[STATED GOAL 1]: Reproduce the forum post about the court proceedings word for word, from "Turning to the" up to and including "read the FAQ.".
[STATED GOAL 2]: Quote every sentence in the forum post about the court proceedings that contains the word "Court".

This might be a futile attempt to herd cats but I wonder if we might spend a moment or two on the Court thing? That's the juggernaut heading towards us at speed right now.
shw in his post asked relevant questions. By the way, I think the "who pays for mediation" question is for MT (support@moneything.com).
Turning to the big issue (at least one of them) the thrust of the proceedings seem to be that the administrators are not satisfied that they can recover costs, etc with the current legal framework and they need the Court to arrange that they can. If the proceedings fail to deliver that, the outcomes in the MT FAQ "What happens if the Court does not agree with either option?" seem likely. Please read the FAQ.
Whilst I dislike losing money just like everyone else, the Administrators must be able to administrate; and as they aren't a charity, we end up paying - as from other posts, we already knew.

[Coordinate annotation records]
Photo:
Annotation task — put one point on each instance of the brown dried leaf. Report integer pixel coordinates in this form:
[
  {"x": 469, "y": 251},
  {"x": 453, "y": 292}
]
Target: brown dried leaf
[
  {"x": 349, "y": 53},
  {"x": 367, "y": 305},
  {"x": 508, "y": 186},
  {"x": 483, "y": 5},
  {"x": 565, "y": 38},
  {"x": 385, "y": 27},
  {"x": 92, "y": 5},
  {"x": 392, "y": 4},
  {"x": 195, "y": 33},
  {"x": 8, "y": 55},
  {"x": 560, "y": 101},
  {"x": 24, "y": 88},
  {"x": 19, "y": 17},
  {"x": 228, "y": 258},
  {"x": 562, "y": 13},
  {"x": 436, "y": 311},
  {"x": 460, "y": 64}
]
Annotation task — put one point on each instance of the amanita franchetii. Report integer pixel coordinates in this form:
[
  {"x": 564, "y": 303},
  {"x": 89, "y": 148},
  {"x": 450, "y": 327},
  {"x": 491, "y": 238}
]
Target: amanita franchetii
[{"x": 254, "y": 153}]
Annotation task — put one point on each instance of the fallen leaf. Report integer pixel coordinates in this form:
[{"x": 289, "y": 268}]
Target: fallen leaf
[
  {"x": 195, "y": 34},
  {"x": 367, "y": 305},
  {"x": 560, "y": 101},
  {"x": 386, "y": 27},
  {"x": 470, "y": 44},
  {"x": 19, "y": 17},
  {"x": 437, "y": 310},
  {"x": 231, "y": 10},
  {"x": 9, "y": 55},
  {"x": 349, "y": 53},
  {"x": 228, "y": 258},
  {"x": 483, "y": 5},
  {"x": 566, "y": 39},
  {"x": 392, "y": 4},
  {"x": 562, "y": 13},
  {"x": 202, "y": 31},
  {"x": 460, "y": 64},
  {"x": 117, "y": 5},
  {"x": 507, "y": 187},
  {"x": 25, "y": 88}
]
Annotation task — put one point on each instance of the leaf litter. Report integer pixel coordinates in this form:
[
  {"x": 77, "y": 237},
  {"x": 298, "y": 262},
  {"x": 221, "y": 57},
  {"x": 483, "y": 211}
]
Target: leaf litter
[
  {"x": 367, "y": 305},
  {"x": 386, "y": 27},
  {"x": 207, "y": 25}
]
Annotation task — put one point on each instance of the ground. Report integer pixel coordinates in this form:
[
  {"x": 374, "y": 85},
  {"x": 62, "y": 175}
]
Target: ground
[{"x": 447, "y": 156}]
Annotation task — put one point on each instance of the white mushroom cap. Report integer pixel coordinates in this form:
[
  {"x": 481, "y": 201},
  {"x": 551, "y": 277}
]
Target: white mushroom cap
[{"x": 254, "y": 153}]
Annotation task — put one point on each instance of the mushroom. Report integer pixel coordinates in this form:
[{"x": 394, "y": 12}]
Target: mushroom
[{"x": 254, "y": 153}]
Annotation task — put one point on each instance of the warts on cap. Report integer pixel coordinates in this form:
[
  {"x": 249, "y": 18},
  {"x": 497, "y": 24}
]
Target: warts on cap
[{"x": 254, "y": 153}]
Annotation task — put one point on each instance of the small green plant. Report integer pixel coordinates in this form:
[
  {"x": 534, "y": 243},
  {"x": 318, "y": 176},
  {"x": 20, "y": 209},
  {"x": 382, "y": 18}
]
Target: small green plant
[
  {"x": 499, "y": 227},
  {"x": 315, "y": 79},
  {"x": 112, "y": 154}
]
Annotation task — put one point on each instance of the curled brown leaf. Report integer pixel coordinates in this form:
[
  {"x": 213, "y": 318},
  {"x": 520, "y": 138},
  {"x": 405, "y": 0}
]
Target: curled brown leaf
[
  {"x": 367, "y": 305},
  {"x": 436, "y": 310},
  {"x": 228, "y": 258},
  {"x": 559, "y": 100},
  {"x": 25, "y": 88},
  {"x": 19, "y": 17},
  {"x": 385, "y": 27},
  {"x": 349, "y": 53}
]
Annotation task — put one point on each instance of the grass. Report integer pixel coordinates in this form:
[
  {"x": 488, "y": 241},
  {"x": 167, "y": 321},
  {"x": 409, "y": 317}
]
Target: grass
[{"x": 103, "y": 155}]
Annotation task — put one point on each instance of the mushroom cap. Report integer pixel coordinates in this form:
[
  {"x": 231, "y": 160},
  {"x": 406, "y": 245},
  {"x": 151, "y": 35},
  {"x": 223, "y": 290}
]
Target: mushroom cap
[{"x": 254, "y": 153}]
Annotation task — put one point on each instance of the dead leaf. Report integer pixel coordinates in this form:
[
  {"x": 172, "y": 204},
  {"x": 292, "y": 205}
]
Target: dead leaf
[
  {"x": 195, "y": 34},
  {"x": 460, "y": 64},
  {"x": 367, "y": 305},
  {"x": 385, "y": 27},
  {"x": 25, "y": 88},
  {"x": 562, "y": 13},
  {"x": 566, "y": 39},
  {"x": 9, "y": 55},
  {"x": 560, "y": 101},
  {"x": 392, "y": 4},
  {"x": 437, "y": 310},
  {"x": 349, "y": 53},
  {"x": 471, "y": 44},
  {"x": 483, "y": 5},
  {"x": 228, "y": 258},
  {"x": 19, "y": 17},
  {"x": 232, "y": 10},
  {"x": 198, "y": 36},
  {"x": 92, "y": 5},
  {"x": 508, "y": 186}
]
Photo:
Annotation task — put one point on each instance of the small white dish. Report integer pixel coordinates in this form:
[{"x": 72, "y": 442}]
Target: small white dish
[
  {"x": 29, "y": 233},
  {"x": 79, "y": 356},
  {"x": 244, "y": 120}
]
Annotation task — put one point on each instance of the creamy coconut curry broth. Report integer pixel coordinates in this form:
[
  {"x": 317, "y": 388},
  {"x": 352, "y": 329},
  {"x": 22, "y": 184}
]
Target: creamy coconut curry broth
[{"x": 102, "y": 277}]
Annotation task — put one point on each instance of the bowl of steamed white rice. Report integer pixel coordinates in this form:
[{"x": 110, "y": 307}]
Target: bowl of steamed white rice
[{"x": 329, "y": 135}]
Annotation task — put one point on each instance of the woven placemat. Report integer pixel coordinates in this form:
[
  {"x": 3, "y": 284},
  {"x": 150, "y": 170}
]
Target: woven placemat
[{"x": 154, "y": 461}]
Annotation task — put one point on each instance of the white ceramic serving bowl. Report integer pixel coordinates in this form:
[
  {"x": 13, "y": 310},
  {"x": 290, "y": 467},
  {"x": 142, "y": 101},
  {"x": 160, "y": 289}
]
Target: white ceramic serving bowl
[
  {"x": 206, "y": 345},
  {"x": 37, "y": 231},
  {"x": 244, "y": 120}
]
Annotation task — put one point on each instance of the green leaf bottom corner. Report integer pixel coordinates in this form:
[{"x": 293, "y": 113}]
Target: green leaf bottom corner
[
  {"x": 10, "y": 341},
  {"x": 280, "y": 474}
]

[TASK RESPONSE 1]:
Turning to the big issue (at least one of them) the thrust of the proceedings seem to be that the administrators are not satisfied that they can recover costs, etc with the current legal framework and they need the Court to arrange that they can. If the proceedings fail to deliver that, the outcomes in the MT FAQ "What happens if the Court does not agree with either option?" seem likely. Please read the FAQ.

[TASK RESPONSE 2]:
- This might be a futile attempt to herd cats but I wonder if we might spend a moment or two on the Court thing?
- Turning to the big issue (at least one of them) the thrust of the proceedings seem to be that the administrators are not satisfied that they can recover costs, etc with the current legal framework and they need the Court to arrange that they can.
- If the proceedings fail to deliver that, the outcomes in the MT FAQ "What happens if the Court does not agree with either option?" seem likely.